> [WHAT TO WORK ON]: Report how many lines in the records below contain the string "shirt", treating case as significant. Give only the number.

## begin

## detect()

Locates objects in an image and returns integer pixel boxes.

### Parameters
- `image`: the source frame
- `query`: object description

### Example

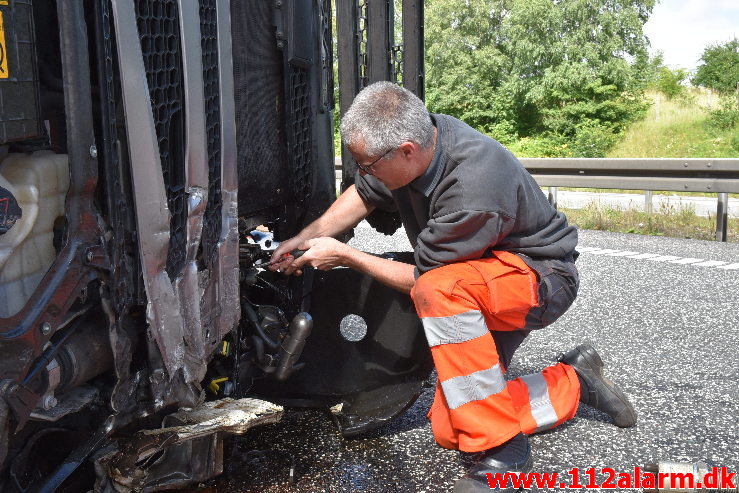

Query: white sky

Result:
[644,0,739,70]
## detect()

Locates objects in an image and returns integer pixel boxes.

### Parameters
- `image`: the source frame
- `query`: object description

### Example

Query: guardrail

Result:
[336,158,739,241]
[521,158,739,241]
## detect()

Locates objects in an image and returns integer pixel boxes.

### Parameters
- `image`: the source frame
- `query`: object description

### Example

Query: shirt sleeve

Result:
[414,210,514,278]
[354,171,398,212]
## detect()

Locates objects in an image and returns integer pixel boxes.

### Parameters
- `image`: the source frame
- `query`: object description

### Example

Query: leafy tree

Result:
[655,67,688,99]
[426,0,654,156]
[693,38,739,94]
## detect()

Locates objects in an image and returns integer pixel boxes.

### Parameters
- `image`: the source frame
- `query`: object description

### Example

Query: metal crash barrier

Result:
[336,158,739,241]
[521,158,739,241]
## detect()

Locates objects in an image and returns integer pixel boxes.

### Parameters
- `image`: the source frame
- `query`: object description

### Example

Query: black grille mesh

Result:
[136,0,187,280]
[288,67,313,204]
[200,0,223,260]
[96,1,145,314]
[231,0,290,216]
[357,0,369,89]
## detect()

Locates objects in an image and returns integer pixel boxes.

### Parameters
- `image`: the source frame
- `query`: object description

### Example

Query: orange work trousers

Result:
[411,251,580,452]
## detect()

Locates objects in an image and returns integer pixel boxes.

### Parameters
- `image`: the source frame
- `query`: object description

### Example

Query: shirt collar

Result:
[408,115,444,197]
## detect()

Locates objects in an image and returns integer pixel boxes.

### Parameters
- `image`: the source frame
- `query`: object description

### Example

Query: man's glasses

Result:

## end
## begin

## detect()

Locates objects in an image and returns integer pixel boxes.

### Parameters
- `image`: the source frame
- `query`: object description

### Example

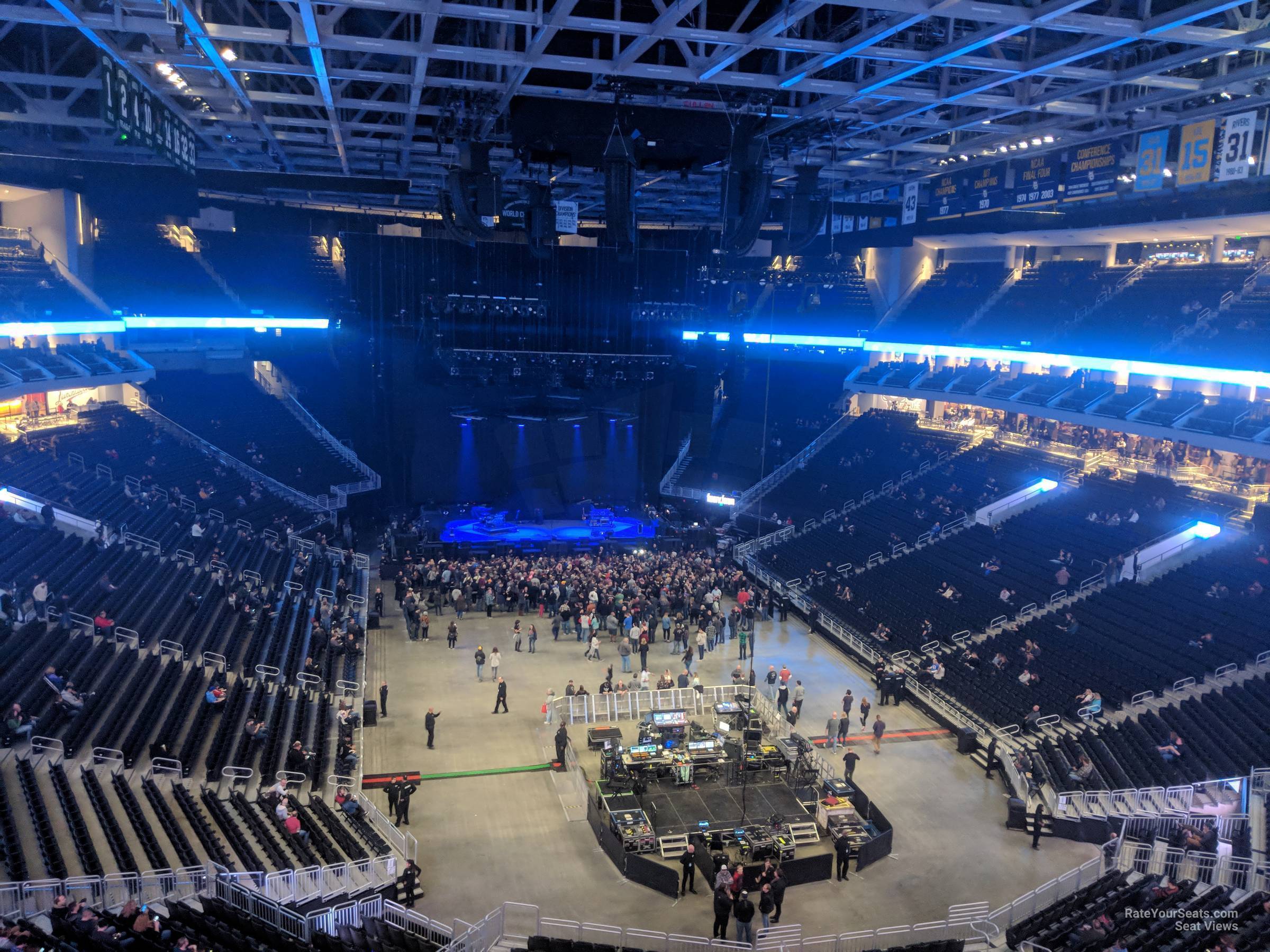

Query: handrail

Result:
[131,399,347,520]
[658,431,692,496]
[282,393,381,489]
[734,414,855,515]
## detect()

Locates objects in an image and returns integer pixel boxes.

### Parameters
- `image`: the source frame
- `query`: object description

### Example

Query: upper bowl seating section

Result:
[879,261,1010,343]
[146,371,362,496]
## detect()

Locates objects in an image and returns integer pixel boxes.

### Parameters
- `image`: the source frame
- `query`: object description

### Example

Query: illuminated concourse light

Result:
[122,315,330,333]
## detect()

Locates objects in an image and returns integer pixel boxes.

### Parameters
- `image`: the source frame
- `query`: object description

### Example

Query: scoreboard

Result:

## end

> [ANSWER TO THE PROBLEM]: 2